발췌 자료 -
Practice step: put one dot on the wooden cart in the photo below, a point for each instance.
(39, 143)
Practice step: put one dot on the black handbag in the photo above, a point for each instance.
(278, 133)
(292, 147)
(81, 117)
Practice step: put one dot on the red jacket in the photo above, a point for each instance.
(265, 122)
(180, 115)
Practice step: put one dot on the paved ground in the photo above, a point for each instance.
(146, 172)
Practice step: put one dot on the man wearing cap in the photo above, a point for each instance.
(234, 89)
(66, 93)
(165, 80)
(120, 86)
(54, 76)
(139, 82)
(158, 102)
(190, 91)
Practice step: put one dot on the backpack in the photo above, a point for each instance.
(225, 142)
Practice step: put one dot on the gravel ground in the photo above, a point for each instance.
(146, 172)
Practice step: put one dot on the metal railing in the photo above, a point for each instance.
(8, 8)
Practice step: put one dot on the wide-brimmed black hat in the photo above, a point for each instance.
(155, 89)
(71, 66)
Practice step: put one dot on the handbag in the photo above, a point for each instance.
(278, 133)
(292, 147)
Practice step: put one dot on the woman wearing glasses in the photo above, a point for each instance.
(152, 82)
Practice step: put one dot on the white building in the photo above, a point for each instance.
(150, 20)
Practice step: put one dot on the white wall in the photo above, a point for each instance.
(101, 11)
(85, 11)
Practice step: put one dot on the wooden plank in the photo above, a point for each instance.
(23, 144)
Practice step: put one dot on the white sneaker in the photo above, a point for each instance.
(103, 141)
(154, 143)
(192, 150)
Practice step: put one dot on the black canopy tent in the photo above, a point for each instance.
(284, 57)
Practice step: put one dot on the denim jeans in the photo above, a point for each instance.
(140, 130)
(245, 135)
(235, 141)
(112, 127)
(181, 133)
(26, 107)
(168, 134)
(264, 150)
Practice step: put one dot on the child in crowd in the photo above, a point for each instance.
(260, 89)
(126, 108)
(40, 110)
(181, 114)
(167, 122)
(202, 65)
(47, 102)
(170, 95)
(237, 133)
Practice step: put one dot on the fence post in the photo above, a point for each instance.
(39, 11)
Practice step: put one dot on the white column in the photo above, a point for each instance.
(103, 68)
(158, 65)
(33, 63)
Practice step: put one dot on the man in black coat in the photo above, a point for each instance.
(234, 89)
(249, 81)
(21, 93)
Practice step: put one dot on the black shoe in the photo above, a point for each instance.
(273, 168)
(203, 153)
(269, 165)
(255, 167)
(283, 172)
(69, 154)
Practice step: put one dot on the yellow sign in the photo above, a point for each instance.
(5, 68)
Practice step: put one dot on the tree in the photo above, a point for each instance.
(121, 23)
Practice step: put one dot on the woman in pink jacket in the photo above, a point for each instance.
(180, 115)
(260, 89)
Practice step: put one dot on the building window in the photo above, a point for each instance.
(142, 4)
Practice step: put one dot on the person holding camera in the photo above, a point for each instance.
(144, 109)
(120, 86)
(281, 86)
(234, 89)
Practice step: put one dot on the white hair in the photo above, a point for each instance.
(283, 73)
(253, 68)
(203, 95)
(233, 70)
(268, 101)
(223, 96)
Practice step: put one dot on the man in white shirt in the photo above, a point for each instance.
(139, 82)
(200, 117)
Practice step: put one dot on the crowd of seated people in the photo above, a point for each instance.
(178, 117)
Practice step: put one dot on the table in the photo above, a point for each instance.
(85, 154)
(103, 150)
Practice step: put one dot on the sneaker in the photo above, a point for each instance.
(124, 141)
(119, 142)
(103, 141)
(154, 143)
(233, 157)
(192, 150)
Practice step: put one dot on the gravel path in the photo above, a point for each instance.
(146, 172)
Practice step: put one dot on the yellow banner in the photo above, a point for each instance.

지시 및 요구사항 -
위 자료의 모든 줄을 처음부터 끝까지 한 글자도 바꾸지 말고 그대로 출력하세요.

출력 결과 -
Practice step: put one dot on the wooden cart in the photo below, a point for each instance.
(39, 143)
Practice step: put one dot on the black handbag in the photo above, a point for each instance.
(278, 133)
(292, 147)
(81, 117)
Practice step: put one dot on the red jacket in the photo above, a point for each instance.
(265, 122)
(180, 115)
Practice step: put one dot on the paved ground in the photo above, a point for each instance.
(146, 172)
Practice step: put one dot on the man wearing cap in the photo above, a point for each instance.
(234, 89)
(66, 93)
(165, 80)
(120, 86)
(54, 76)
(139, 82)
(158, 102)
(190, 91)
Practice step: put one dot on the backpack in the photo above, a point for each instance.
(225, 142)
Practice step: put one dot on the gravel ground in the photo above, a point for each instance.
(146, 172)
Practice step: put one dot on the metal railing in the photo above, a point for each instance.
(8, 8)
Practice step: put one dot on the wide-brimmed black hat in the photo above, a point for each instance.
(155, 89)
(71, 66)
Practice step: put one dot on the handbag in the photo above, a point for each instance.
(278, 133)
(292, 147)
Practice step: put one dot on the woman wearing glasses in the photo above, a point for each instance.
(152, 82)
Practice step: put one dot on the white building in the photo above, a point for each instance.
(150, 20)
Practice step: put one dot on the white wall in the photo above, a point for each instance.
(101, 11)
(85, 11)
Practice step: put one dot on the wooden plank in the photo above, a point for each instance.
(23, 144)
Practice step: put one dot on the white sneaker in the photo above, a point for each instance.
(103, 141)
(154, 143)
(192, 150)
Practice step: put one dot on the black canopy tent in the photo above, a point for each instance.
(284, 57)
Practice step: put one dot on the denim jeans in the photo above, a point for each instance.
(140, 130)
(245, 135)
(235, 141)
(112, 127)
(181, 133)
(26, 107)
(168, 134)
(264, 150)
Practice step: put one dot on the child in crowd in the photo above, a point for each instance.
(260, 89)
(126, 108)
(40, 110)
(181, 114)
(167, 122)
(202, 65)
(47, 102)
(170, 95)
(237, 133)
Practice step: put one dot on the fence post in the photo above, a point for each instance.
(39, 11)
Practice step: put one dot on the white column in the photo above, a point for each instance.
(103, 68)
(158, 65)
(33, 63)
Practice step: put one dot on the man in black coat in the photo above, a point for each instance.
(234, 89)
(249, 81)
(21, 93)
Practice step: put one dot on the black shoe in the photo above, a point for each instance.
(273, 168)
(203, 153)
(269, 165)
(255, 167)
(283, 172)
(69, 154)
Practice step: put one dot on the yellow sign in the photo above, a point for each instance.
(5, 68)
Practice step: put one dot on the tree in the photo above, a point for each instance.
(121, 23)
Practice step: put one dot on the woman in pink jacket in the photo above, a point for each instance.
(180, 115)
(260, 89)
Practice step: put one dot on the building window in the photo above, a point for each instance.
(142, 4)
Practice step: put one dot on the person holding camera in the photo above, a point for each instance.
(144, 109)
(120, 86)
(281, 86)
(234, 89)
Practice step: put one dot on the white hair in the photo above, a point for each instance.
(283, 73)
(253, 68)
(203, 95)
(233, 70)
(268, 101)
(223, 96)
Practice step: put one dot on the man in white shirt in the photo above, a point for each instance.
(139, 82)
(200, 117)
Practice step: put one dot on the crowd of seated people in the photo above, a point for each instance.
(178, 117)
Practice step: put one dot on the table in the photo above, a point for each instance.
(85, 154)
(103, 150)
Practice step: put one dot on the sneaker in the photo above, a point for each instance.
(124, 141)
(119, 142)
(103, 141)
(154, 143)
(233, 157)
(192, 150)
Practice step: put one dot on the gravel path in the photo above, a point for each instance.
(146, 172)
Practice step: put one dot on the yellow banner in the photo above, a point for each instance.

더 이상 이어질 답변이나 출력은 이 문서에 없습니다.